## Exercise directions:
Extract, exactly as written, all lines of the material below from the line that includes "Q: Point out each instance of the tree reflection" through its last line.

## Records provided:
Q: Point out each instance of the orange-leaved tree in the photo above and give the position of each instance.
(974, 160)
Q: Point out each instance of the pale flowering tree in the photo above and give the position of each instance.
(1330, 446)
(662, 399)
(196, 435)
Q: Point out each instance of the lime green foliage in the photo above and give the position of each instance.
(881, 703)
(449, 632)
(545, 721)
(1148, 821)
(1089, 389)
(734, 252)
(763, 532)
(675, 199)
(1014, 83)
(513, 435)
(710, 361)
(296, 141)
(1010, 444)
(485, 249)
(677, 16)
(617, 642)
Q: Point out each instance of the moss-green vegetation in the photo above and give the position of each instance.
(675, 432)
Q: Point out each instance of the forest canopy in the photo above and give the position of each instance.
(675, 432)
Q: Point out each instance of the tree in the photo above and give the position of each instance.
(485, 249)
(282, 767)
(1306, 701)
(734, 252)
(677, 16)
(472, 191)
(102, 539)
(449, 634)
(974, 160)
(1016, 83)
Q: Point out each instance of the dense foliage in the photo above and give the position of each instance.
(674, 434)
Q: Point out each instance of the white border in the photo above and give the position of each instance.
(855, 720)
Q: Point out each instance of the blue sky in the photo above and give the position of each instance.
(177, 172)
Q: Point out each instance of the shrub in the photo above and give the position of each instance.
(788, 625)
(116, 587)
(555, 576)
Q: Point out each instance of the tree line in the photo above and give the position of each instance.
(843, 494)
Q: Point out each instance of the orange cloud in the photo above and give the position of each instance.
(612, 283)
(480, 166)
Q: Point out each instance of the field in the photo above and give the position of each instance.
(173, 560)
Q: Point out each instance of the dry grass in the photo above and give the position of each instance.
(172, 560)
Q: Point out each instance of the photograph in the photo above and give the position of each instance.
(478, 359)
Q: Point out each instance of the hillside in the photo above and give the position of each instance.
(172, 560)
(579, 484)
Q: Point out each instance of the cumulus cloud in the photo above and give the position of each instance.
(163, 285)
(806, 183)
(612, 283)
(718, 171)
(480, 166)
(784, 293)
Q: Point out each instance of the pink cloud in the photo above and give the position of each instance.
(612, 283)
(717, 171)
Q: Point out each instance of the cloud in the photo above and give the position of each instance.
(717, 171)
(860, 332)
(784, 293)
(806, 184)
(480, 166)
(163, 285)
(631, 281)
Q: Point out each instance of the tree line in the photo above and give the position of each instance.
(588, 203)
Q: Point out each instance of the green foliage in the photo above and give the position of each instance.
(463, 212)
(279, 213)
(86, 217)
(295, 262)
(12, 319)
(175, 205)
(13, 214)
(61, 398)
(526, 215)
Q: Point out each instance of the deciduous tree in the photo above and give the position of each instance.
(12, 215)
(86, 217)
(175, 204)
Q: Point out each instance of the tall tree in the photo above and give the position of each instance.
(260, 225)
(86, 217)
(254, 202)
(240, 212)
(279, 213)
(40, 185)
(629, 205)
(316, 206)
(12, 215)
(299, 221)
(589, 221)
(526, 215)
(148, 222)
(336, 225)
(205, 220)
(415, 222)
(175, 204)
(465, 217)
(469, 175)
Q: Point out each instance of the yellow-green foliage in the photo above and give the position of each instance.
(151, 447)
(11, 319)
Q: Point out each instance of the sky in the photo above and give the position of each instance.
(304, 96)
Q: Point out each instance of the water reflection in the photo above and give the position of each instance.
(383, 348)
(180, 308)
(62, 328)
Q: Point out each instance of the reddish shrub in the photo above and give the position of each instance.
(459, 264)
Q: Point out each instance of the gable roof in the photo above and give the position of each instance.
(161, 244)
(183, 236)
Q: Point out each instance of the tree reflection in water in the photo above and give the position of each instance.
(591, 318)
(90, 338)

## Answer to this problem:
Q: Point out each instance of the tree reflection in water in the photo above and give the position of each instance.
(591, 318)
(90, 338)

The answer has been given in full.